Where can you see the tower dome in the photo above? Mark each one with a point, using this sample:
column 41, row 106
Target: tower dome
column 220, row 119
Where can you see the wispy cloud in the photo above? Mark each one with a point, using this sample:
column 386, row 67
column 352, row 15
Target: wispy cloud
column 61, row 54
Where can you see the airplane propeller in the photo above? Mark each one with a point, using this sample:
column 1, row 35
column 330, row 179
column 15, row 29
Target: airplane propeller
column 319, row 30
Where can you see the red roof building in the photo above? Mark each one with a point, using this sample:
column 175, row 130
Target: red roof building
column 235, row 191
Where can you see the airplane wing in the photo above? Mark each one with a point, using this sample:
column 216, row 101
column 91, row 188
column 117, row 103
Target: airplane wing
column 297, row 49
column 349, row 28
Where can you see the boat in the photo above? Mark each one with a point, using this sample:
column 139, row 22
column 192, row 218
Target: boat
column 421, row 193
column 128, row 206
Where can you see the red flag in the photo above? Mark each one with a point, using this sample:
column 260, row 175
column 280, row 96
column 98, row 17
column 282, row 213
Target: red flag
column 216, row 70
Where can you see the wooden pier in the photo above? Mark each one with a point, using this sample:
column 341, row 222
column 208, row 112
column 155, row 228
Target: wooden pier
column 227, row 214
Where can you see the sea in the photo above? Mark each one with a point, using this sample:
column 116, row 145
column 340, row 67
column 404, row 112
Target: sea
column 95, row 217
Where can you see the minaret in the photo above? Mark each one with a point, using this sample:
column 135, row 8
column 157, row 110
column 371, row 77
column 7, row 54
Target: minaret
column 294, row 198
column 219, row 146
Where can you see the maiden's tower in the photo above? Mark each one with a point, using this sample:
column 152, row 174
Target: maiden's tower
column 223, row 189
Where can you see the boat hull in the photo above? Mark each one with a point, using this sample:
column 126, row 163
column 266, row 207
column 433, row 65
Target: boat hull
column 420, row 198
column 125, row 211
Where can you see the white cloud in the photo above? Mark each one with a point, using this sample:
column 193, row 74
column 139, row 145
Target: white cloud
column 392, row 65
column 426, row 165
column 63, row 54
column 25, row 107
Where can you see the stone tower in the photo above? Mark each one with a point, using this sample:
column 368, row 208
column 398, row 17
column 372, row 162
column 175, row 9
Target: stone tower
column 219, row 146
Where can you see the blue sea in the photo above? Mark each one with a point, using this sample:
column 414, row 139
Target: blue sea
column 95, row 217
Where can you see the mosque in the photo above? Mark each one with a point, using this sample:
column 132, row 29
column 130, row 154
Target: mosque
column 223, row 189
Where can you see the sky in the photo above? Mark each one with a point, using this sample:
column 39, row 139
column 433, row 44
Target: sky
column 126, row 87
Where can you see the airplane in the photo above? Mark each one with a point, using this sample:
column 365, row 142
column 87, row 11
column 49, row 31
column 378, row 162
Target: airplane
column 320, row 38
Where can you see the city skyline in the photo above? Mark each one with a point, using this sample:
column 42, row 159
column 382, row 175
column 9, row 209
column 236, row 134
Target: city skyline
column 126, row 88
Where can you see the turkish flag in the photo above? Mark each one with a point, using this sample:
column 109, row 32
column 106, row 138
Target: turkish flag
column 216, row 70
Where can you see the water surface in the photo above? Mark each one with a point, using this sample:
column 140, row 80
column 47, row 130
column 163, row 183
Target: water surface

**What the task asks**
Reproduce, character for character, only the lines of the preceding data that start at the line with "Target: mosque" and end at the line with "Where can you see the airplane in", both included.

**Response to this task**
Target: mosque
column 223, row 189
Where can you see the sky in the photo above? Mark each one with a point, using this sample:
column 39, row 139
column 433, row 44
Target: sky
column 126, row 87
Where can you see the airplane in the photo above? Mark each one with a point, using this sample:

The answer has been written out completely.